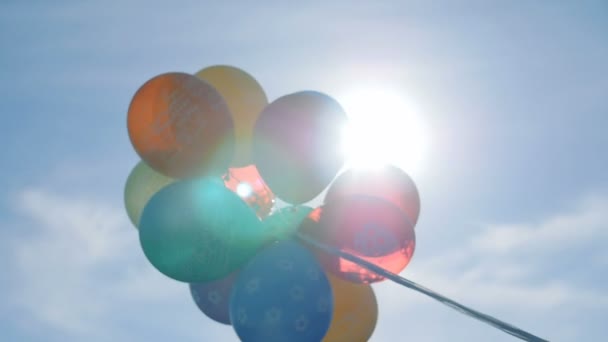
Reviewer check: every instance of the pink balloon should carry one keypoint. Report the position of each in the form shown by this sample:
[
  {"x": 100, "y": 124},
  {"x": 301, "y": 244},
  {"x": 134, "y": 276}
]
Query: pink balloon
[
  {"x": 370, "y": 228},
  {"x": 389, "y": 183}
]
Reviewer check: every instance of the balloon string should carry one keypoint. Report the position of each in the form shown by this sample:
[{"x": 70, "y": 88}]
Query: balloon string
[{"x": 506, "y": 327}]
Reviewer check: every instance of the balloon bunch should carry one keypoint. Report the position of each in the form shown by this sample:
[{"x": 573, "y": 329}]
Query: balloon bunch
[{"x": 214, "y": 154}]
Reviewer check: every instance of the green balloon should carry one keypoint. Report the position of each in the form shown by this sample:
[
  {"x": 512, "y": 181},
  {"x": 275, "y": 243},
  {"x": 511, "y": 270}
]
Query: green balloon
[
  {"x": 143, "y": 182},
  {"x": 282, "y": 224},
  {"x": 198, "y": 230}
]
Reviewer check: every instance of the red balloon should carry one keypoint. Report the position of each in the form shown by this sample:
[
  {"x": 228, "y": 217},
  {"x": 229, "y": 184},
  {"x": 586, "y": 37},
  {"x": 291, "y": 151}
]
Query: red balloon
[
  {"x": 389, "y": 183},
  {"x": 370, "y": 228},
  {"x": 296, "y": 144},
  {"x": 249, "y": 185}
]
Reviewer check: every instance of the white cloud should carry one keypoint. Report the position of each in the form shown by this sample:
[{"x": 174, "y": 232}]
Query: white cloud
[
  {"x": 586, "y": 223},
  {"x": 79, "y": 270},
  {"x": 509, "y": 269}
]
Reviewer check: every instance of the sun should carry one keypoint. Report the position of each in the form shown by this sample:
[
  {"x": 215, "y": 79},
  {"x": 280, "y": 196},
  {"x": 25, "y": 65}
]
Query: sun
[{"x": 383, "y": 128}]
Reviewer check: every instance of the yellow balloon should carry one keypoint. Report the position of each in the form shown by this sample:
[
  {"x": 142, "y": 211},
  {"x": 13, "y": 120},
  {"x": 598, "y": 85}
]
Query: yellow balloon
++++++++
## Written task
Rewrite every line from the one containing "Reviewer check: every instance of the red" through the end of the records, requests included, and give only those lines. In the answers, multiply each x and y coordinate by 0.85 and round it to a whole number, with halves rounded up, but leave the numbers in the requests and their format samples unchanged.

## Exercise result
Reviewer check: every instance of the red balloon should carry one keypoint. Report the position of each in the form shown by this sample:
[
  {"x": 228, "y": 217},
  {"x": 229, "y": 184},
  {"x": 586, "y": 37},
  {"x": 291, "y": 151}
]
Query: red balloon
[
  {"x": 331, "y": 156},
  {"x": 315, "y": 194},
  {"x": 252, "y": 122},
  {"x": 212, "y": 157}
]
Reviewer check: every instance of the white cloud should carry one keypoint. Report the position of each in the form shown by this sample:
[{"x": 174, "y": 232}]
Query: white cloud
[
  {"x": 498, "y": 190},
  {"x": 67, "y": 230},
  {"x": 433, "y": 229}
]
Reviewer check: every instance of the sun should carry one keypoint. Report the position of each in the form shown by this sample:
[
  {"x": 215, "y": 79},
  {"x": 280, "y": 196},
  {"x": 25, "y": 65}
]
Query: sun
[{"x": 326, "y": 109}]
Reviewer check: every instance of the yellow balloon should carry one keypoint. Report the position of each in the form shown by this sample:
[
  {"x": 142, "y": 211},
  {"x": 13, "y": 120},
  {"x": 598, "y": 85}
]
Query: yellow balloon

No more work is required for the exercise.